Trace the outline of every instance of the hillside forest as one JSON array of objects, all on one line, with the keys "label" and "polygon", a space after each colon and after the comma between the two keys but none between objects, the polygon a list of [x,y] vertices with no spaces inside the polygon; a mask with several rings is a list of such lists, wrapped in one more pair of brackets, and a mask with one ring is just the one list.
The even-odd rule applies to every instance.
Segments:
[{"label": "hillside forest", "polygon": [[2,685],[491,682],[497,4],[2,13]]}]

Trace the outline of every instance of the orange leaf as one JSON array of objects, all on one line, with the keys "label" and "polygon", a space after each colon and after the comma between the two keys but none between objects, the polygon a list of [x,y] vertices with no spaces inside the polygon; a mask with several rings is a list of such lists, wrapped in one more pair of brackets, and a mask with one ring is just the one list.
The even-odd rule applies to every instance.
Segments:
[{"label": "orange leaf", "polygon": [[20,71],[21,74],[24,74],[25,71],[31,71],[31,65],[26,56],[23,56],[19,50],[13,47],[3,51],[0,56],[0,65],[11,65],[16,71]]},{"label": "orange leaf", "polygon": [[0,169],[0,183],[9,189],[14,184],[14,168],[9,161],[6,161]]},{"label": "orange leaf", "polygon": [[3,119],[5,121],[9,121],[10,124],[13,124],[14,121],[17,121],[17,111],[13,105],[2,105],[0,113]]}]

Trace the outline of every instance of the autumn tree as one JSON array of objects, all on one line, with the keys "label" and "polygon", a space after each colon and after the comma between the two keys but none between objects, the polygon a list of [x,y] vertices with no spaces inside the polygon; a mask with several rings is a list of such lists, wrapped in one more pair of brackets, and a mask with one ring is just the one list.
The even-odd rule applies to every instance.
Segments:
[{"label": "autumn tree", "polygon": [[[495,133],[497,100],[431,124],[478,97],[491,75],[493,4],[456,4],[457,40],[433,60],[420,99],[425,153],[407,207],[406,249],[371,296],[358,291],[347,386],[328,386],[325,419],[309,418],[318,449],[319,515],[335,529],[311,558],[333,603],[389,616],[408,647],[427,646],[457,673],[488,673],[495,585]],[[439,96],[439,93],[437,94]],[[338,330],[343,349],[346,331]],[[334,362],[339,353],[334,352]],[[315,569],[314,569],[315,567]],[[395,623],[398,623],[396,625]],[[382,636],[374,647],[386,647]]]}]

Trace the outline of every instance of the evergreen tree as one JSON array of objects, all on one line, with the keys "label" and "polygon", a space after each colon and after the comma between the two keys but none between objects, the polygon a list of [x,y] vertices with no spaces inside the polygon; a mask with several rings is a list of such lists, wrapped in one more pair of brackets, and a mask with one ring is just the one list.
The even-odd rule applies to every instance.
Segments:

....

Description of the task — Reproduce all of the material above verbatim, line for line, with nothing added or left out.

The response —
Trace the outline of every instance of the hillside forest as one JSON array of objects, all on one line, with the keys "label" and "polygon", a space after each colon and after the comma between the two keys but none between objects, the polygon a list of [x,y] vertices with no spaces inside the polygon; a mask with several rings is a list of such lists, wrapped in one more pair of brackets, and a mask with one ring is just the one list.
The even-odd rule applies to every instance.
Segments:
[{"label": "hillside forest", "polygon": [[2,685],[491,682],[497,4],[2,13]]}]

Trace the outline of every instance of the orange leaf as one JSON array of objects, all on one line, with the keys "label" and "polygon", a space after each colon and after the comma between the two keys but none between objects, the polygon a list of [x,y] vertices with no spaces inside the polygon; a mask with several rings is a list of such lists, wrapped in one more pair of brackets, and a mask with one ring is just the one list.
The even-odd rule applies to every instance.
Segments:
[{"label": "orange leaf", "polygon": [[20,71],[21,74],[24,74],[25,71],[31,71],[31,65],[26,56],[23,56],[19,50],[13,47],[3,51],[0,56],[0,65],[11,65],[16,71]]},{"label": "orange leaf", "polygon": [[0,169],[0,183],[9,189],[14,184],[14,168],[9,161],[6,161]]},{"label": "orange leaf", "polygon": [[3,119],[5,121],[9,121],[10,124],[13,124],[14,121],[17,121],[17,111],[13,105],[2,105],[0,113]]}]

Trace the outline of every instance of the autumn tree as one JSON array of objects, all on one line, with the keys "label" and "polygon", a space after each colon and after the comma between the two keys but none between objects, the polygon a list of [x,y] vertices with no spaces inside the polygon; a mask with several rings is a list of such lists, wrapped in one more pair of brackets, and a mask with one ring is just the one list.
The even-odd rule applies to every instance.
Segments:
[{"label": "autumn tree", "polygon": [[[495,133],[497,100],[431,124],[478,97],[491,75],[493,4],[456,4],[457,40],[433,60],[420,99],[425,153],[407,207],[406,249],[371,296],[358,291],[347,386],[328,386],[325,419],[309,418],[318,449],[319,515],[335,529],[311,558],[333,603],[389,616],[408,647],[427,646],[457,673],[488,673],[495,585]],[[439,96],[439,93],[437,94]],[[338,330],[343,349],[346,331]],[[334,362],[339,353],[334,352]],[[315,569],[314,569],[315,567]],[[395,623],[398,623],[396,625]],[[382,636],[374,647],[386,647]]]}]

Trace the outline of every instance of the evergreen tree as one JSON array of objects, all on one line, with the keys "label" and "polygon", a space after each colon and after the comma between the two keys but none between objects, the polygon a list of [x,y] vertices with no spaces inside the polygon; a mask with several rings is a list of such lists, wrapped in one more pair of brackets, and a mask with one ring is just the one list.
The even-odd rule applies to every instance.
Segments:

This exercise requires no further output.